:: PAGE ::
::::

Recently I wanted to see how this was going – as in, was it still casual or had it become something else. I personally am very bad at picking up social cues so I asked him directly how he felt about us continuing to see each other in the future (I really like him so I was hoping for a yes). That's when he let me know very politely that he is polyamorous. This whole time I assumed he was monogamous since it had never come up, and I felt kind of embarrassed for assuming. He explained that he has it in his dating app profile, but when we compared them, his profile on my phone does not show the category, so thanks technology!
We talked about it for a bit and he explained that he's currently seeing two other people. I have zero knowledge about poly relationships and also feel like this is a very blurry thin line because we are not officially dating and I've also been seeing other people. I guess I'm writing this to sort of clear my brain out and figure out what to do next. I am really into him and want to keep seeing him but I've sort of reached a wall. I have very little experience with dating and zero experience/knowledge on poly relationships. I know technically I don't have to be poly, and I'm OK with him being so, but I want to be able to understand to see if it could work out or what things to ask if we keep seeing each other more often. Any advice on how to proceed, if I should at all?
– Too Into Him
People live polyamorous lives in all sorts of ways. If you read up on what it means to be in an ethically non-monogamous relationship (and I'm sure you've done some googling, at the very least), you'll learn that the word "consent" comes up a lot (as it should). A big part of it is about everyone understanding and accepting the terms. That kind of sharing of information hasn't happened here, but two months in, with bigger feelings on the line, it needs to.
It sounds like in this case, this man is happy to date you as long as he can be with others. But is he also seeking a primary partner? If so, is it you? You need to ask more questions about what he wants from the relationship and what role you play in his life.
Then you have to be honest with yourself about what you want from him. You don't have to be OK with this arrangement. If you're seeking monogamy/exclusivity with someone – or you want it for your future – you don't have to compromise.
I’m not saying you shouldn't pursue this; you might enjoy this kind of relationship, and you seem very open to the potential for intimacy and happiness here. But the communication has to get better for this to work. Make a list of everything you want to know and keep talking.
Readers? What questions would you have?

::::

:: EXERCISE INPUTS ::
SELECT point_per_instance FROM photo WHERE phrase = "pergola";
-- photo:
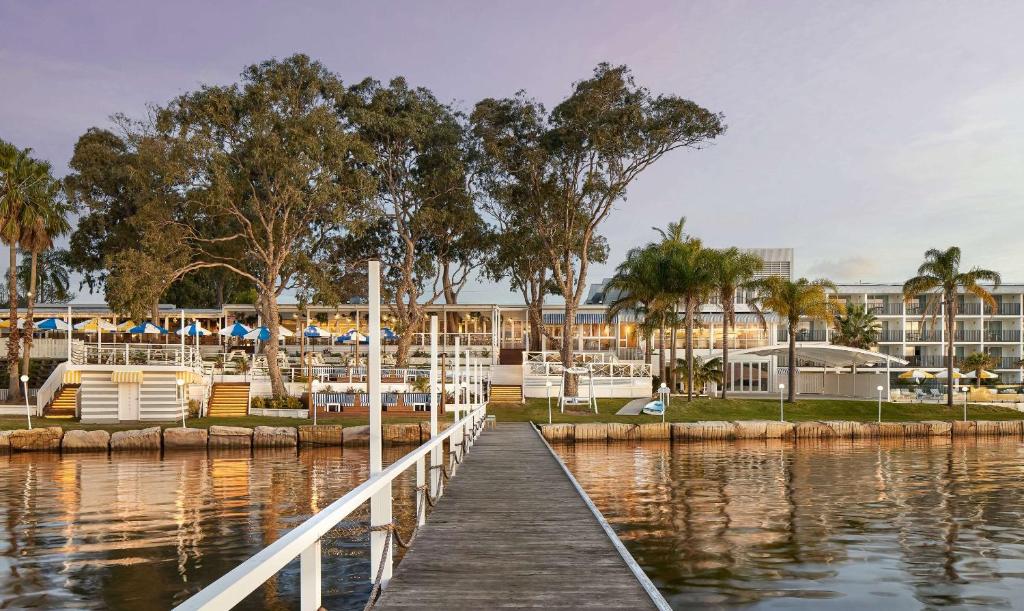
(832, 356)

::::

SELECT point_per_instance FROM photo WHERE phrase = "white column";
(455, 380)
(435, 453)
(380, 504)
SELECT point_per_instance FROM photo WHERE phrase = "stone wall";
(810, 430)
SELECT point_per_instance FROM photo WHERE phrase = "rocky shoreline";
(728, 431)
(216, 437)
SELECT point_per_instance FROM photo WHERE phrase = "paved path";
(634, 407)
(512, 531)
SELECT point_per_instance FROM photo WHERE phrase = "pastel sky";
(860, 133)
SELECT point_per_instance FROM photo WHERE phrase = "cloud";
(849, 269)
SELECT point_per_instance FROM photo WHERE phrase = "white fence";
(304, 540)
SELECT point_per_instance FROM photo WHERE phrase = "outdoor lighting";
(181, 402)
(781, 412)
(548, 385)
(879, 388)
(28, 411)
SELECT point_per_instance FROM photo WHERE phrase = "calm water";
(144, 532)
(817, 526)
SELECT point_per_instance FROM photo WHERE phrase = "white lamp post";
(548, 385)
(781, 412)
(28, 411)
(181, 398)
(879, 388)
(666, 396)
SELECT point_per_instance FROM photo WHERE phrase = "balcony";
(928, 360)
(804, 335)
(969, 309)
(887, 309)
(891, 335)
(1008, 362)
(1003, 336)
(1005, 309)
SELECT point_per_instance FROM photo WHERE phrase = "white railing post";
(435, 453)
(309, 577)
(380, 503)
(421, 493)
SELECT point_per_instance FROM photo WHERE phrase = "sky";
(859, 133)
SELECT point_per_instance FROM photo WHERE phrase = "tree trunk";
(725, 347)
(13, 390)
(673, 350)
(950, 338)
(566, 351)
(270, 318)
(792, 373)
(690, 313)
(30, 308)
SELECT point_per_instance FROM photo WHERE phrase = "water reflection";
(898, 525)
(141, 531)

::::

:: WHAT YOU NEED TO DO ::
1 – List every sentence in the advice column that ends with a question mark.
2 – Locate each line in the entries that contains the word "white" and copy those lines out.

:: SOLUTIONS ::
1 –
Any advice on how to proceed, if I should at all?
But is he also seeking a primary partner?
If so, is it you?
Readers?
What questions would you have?

2 –
SELECT point_per_instance FROM photo WHERE phrase = "white column";
SELECT point_per_instance FROM photo WHERE phrase = "white fence";
SELECT point_per_instance FROM photo WHERE phrase = "white lamp post";
SELECT point_per_instance FROM photo WHERE phrase = "white railing post";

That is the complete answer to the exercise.